**Task item:** Return the data that follows exactly, with each line intact.

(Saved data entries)
----
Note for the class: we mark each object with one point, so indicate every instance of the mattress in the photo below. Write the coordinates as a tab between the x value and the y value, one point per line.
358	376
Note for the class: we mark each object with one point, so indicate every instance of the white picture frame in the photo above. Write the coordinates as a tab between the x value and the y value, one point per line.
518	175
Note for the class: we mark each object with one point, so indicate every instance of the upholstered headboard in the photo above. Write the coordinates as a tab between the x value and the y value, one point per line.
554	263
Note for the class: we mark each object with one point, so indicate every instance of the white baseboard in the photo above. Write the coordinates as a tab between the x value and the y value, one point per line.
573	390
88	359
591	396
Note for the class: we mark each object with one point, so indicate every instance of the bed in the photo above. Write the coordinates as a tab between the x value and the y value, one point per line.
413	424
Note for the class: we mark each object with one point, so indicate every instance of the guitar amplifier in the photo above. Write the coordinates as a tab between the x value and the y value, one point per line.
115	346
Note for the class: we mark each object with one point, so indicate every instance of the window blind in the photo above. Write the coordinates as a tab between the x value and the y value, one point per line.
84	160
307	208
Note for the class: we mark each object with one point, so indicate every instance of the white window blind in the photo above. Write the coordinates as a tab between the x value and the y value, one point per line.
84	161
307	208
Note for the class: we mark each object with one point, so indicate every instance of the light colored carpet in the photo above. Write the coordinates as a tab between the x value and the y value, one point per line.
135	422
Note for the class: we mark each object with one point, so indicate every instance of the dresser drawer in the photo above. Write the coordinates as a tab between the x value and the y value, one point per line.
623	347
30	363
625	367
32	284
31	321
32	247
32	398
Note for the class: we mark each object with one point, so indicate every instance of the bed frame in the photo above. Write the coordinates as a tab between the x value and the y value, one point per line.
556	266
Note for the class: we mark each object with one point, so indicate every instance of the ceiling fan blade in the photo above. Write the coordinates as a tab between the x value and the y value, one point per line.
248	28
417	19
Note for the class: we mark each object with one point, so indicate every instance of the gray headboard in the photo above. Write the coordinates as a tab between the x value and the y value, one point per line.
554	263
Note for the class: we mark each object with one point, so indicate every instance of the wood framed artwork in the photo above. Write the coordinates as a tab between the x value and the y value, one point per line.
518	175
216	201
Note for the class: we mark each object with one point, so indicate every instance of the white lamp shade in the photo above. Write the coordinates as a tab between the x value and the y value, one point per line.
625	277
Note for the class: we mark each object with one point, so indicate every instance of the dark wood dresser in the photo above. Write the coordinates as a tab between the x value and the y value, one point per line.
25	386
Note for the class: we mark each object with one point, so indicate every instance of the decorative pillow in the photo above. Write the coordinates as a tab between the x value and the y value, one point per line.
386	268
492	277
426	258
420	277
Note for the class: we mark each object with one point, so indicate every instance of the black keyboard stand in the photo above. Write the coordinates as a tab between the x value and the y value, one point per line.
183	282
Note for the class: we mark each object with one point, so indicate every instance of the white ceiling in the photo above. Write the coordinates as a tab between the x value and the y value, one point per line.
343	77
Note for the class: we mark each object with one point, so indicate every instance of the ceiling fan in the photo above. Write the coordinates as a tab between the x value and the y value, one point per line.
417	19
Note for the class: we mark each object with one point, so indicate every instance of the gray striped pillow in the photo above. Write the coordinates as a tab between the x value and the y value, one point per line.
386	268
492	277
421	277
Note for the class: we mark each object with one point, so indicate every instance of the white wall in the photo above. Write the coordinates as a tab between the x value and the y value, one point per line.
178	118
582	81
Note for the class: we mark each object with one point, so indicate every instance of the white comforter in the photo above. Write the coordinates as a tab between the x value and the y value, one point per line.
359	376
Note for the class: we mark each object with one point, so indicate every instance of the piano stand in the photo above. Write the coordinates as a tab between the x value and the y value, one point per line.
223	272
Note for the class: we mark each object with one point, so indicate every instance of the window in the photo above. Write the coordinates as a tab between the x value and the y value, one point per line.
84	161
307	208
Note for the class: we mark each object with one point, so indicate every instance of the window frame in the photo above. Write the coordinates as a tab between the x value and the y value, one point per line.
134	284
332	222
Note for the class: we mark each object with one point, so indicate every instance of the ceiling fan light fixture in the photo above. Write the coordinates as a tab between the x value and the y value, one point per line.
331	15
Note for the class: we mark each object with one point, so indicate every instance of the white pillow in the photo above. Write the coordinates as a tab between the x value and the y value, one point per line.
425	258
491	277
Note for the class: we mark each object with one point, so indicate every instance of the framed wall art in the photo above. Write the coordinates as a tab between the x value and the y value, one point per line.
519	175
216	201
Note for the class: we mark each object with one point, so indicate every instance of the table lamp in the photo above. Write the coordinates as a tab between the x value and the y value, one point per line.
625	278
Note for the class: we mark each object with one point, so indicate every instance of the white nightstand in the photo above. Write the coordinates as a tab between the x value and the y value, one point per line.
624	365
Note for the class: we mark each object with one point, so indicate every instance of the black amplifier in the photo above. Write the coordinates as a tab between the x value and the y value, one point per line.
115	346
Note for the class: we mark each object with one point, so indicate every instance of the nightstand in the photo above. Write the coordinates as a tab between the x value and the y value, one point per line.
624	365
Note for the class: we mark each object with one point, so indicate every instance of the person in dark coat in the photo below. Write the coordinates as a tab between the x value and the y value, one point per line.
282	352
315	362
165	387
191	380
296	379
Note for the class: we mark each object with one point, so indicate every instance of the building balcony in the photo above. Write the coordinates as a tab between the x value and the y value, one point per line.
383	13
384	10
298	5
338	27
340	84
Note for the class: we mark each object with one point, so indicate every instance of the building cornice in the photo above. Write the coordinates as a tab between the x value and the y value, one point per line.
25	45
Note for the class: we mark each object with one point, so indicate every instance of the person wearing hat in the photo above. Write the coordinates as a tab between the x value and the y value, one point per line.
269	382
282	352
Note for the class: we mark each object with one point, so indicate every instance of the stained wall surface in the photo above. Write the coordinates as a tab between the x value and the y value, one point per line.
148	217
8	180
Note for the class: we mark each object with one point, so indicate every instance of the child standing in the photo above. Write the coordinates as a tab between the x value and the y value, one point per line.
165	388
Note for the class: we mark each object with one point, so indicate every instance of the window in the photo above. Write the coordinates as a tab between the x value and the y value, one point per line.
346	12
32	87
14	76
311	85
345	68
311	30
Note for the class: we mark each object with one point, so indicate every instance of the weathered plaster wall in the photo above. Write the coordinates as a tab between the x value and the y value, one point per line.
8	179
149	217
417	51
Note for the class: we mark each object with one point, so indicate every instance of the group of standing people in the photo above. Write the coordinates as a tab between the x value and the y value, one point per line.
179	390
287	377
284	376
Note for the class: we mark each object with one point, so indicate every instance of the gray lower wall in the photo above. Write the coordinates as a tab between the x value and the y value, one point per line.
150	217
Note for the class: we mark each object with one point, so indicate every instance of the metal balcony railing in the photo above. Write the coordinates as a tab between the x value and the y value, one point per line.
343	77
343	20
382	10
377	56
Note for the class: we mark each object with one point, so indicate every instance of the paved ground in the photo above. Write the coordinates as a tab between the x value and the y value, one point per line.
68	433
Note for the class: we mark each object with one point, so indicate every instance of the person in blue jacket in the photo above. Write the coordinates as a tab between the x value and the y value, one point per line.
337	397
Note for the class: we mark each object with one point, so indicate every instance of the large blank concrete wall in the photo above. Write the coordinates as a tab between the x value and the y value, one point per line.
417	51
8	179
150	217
----
**Finished task:**
Note for the class: we mark each object with one point, so indicate every instance of the mattress in the photo below. Write the coordinates as a tab between the x value and the y value, one point per line.
358	376
Note for the class: we mark each object with one point, so indicate every instance of the white picture frame in the photo above. Write the coordinates as a tab between the x value and the y value, one point per line.
518	175
Note for the class: we mark each object with one point, so indicate every instance of the upholstered headboard in the photo above. Write the coordinates as a tab between the x value and the y value, one point per line.
554	263
Note for the class: we mark each object with one point, so indicate every instance of the white baseboard in the photo above. Write the coordinates as a tab between the x value and the y value, one point per line.
573	390
88	359
591	396
Note for the class: we mark each object with one point, so indicate every instance of the bed in the photo above. Write the coordinates as a tab between the x value and the y value, one point per line.
413	424
Note for the class: we mark each object with one point, so indicate every instance of the guitar amplifier in the photo above. Write the coordinates as a tab between the x value and the y value, one point per line.
115	346
Note for the class: we mark each object with one point, so indicate every instance of the window blind in the photo above. Write the coordinates as a tab between the x value and the y value, one point per line.
84	160
307	208
Note for the class: we mark each object with one point, so indicate every instance of the white window blind in the photo above. Write the coordinates as a tab between the x value and the y value, one point per line.
84	161
307	208
Note for the class: we mark each object with one point, so indicate every instance of the light colored carpet in the photo above. Write the coordinates as a tab between the x value and the y value, one point per line.
135	422
Note for the class: we mark each object with one point, so indicate every instance of the dresser drawer in the photo above. Write the coordinates as a tab between the x value and the y value, one point per line.
623	347
30	363
625	367
32	284
31	321
32	247
32	398
Note for the class: we mark each object with one point, so indicate every instance of the bed frame in the photo above. Write the coordinates as a tab between the x value and the y value, one point per line.
556	266
Note for the class: we mark each object with one point, so indicate every instance of the ceiling fan blade in the photo above. Write the coordinates as a tab between the x value and the y value, one point per line.
248	28
417	19
Note for the class: we mark each object with one point, so indicate every instance of the gray headboard in the photo above. Write the coordinates as a tab between the x value and the y value, one point per line.
554	263
Note for the class: we mark each object with one point, so indicate every instance of the wood framed artwork in the photo above. Write the coordinates as a tab between the x value and the y value, one point per line.
518	175
216	201
Note for the class: we mark each object with one point, so indicate every instance of the white lamp shade in the photo above. Write the coordinates as a tab between the x value and the y value, one point per line.
625	277
Note for the class: we mark each object with one point, so indicate every instance of the dark wood dresser in the photo above. Write the coordinates as a tab between the x value and the y value, one point per line.
25	386
Note for the class: we mark each object with one point, so indicate every instance of the decorative pillow in the photo above. Write the coordinates as a tab between the x value and the y value, one point per line.
386	268
492	277
426	258
420	277
Note for the class: we mark each object with one point, so indicate every instance of the black keyboard stand in the photo above. Write the coordinates as a tab between the x value and the y value, one point per line.
183	282
Note for the class: we mark each object with one point, so indicate every instance of the white ceiling in the photo above. Write the coordinates as a tab between the x value and the y value, one point per line.
343	77
Note for the class: we mark each object with one point, so indicate every instance of the ceiling fan in the photo above. Write the coordinates as a tab between the x value and the y value, one point per line.
417	19
Note for the class: we mark each object with one point, so indicate every instance of the gray striped pillow in the photo above. Write the coordinates as a tab between the x value and the y value, one point per line.
386	268
492	277
421	277
Note for the class: we mark each object with one point, so indicate every instance of the white wall in the photo above. Write the coordinates as a tab between the x value and the y value, one point per line.
178	118
582	81
Note for the class: we mark each object with one point, so indicate every instance of the white comforter in the photo above. Write the coordinates as a tab between the x value and the y value, one point per line.
359	376
Note for the class: we mark each object with one point, so indicate every instance of the piano stand in the photo above. Write the coordinates as a tab between the x value and the y value, one point per line.
223	272
Note for the class: we mark each object with one point, so indicate every instance of the window in the photo above. Write the coordinates as a tab between the x value and the y value, one point per line.
84	161
307	208
Note for the class: we mark each object with one point, so indicate every instance of the window frame in the photo above. Write the coordinates as a tab between the x value and the y value, one point per line.
134	284
332	222
Note for the class: we mark each object with one point, so indicate every instance of the ceiling fan light fixture in the photo above. Write the coordinates as a tab between the x value and the y value, one point per line.
331	15
Note for the class: we mark each object with one point, so indicate every instance of the white pillow in the photo above. Write the coordinates as a tab between the x value and the y value, one point per line.
425	258
491	277
Note for the class: we mark each object with one point, so indicate every instance of the framed wall art in the photo above. Write the coordinates as a tab between the x value and the y value, one point per line.
519	175
216	201
Note for the class: we mark each object with one point, so indicate every instance of the table lamp in the photo above. Write the coordinates as a tab between the x value and the y value, one point per line.
625	278
Note for the class: we mark each object with one point, so indicate every instance of the white nightstand in the photo above. Write the coordinates as a tab between the x value and the y value, one point per line.
624	365
Note for the class: we mark each object with one point, so indicate every instance of the black amplifier in the photo above. Write the coordinates as a tab between the x value and the y value, one point per line.
115	346
Note for the class: we mark each object with one point, so indicate every instance of the nightstand in the photo above. Write the coordinates as a tab between the x value and the y value, one point per line.
624	365
Note for the class: we mark each object with one point, so indicate every instance of the person in dark coat in the photo below. Write the coordinates as a tab between the x value and the y value, one point per line.
282	352
315	362
165	387
191	380
296	379
Note for the class: we mark each object with one point, so indicate every instance of the building balcony in the photo above. Write the coordinates as a tab between the x value and the y value, one point per line.
383	13
384	10
298	5
338	27
340	84
Note for the class: we mark each object with one point, so indicate every instance of the building cornice in the photo above. Write the coordinates as a tab between the x value and the y value, one point per line.
25	45
Note for the class: we mark each object with one point, so indicate every instance of the person wearing hat in the photo above. Write the coordinates as a tab between the x value and the y value, one point per line.
269	382
282	352
Note for the class: we mark each object with one point, so indicate every instance of the stained wall surface in the photo above. Write the coordinates as a tab between the x value and the y value, one point per line.
148	217
8	180
Note for the class: we mark each object with one point, so indicate every instance of the child standing in the photo above. Write the coordinates as a tab between the x value and the y value, one point per line.
165	388
Note for the class: we mark each object with one point, so indicate every instance of the window in the photo above. Write the coordinates as a tab between the x value and the y value, one point per line.
346	12
32	87
14	76
311	85
345	68
311	30
Note for the class: we mark each object with one point, so indicate every instance of the weathered plaster wall in the photo above. Write the coordinates as a tab between the x value and the y value, one point per line.
8	179
149	217
417	51
Note for the class: we mark each object with one point, so indicate every instance of the group of standing people in the photo above. Write the coordinates as a tab between the x value and the y value, one point per line.
179	390
287	377
284	376
Note for the class: we mark each object with one point, so indicate every instance of the gray lower wall in the photo above. Write the coordinates as a tab between the x value and the y value, one point per line.
150	217
Note for the class: we mark each object with one point, so indicate every instance of the metal balcony railing in the photo above. Write the coordinates as a tab between the x value and the y value, one point per line.
343	77
343	20
382	10
377	56
Note for the class: we mark each object with one point, so indicate every instance of the paved ground in the photo above. Write the coordinates as a tab between the x value and the y value, one point per line.
68	433
Note for the class: we mark each object with one point, so indicate every instance of the person in blue jacket in the photo above. Write the coordinates as a tab between the x value and the y value, one point per line.
337	397
Note for the class: we mark each object with one point, so indicate every instance of the large blank concrete wall in the photo above. Write the coordinates as a tab between the x value and the y value, one point per line.
417	51
8	179
150	217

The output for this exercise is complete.